*** Opening Records provided ***

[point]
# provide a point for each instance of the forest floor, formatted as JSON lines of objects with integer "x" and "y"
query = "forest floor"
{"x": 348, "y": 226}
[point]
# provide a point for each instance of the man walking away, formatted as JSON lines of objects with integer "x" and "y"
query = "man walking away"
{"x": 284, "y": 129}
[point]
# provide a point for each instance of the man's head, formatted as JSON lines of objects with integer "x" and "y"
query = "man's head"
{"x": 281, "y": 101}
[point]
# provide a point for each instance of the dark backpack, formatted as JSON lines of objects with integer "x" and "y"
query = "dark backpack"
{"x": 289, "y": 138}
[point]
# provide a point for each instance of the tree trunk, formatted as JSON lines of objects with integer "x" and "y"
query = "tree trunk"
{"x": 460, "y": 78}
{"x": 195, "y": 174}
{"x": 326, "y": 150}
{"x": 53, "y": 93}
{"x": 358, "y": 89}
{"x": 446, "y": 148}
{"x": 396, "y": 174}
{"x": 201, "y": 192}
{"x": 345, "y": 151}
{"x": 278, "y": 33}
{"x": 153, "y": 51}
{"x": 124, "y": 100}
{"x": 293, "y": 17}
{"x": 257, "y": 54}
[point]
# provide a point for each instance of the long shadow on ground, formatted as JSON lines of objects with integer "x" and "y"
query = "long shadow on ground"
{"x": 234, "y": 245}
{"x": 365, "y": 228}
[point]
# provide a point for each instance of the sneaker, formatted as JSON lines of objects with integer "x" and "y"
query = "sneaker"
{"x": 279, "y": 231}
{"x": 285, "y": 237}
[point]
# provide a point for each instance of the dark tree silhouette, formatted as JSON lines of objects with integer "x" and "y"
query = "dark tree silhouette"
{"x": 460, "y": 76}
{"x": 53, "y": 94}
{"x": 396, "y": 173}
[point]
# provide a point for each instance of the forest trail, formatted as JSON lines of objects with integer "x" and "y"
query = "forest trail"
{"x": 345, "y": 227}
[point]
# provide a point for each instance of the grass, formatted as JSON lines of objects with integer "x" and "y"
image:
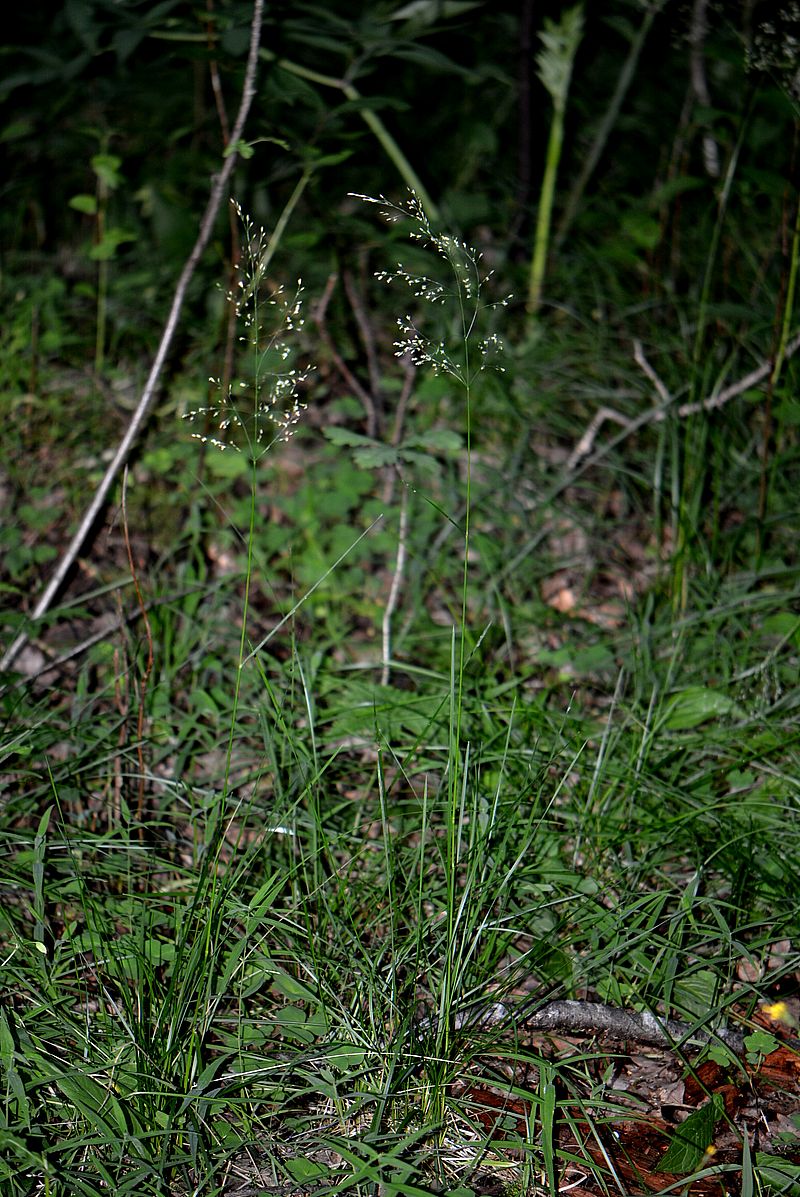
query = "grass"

*** Closing Records provided ***

What to produce ::
Only those lines of the entries above that run from the line containing "# provide a point for each instance of the man walking" to the line containing "dark backpack, formatted", both included, should be transcribed exactly.

Task solution ::
# provide a point for each instance of the man walking away, formatted as JSON lines of objects with integer "x" and "y"
query = "man walking away"
{"x": 284, "y": 129}
[point]
# provide a point for each instance of the man's head, formatted as JSON lines of objects with integer "x" and "y"
query = "man's head"
{"x": 281, "y": 101}
[point]
# provide a point for each instance of the dark backpack, formatted as JSON lines of objects with integer "x" and "y"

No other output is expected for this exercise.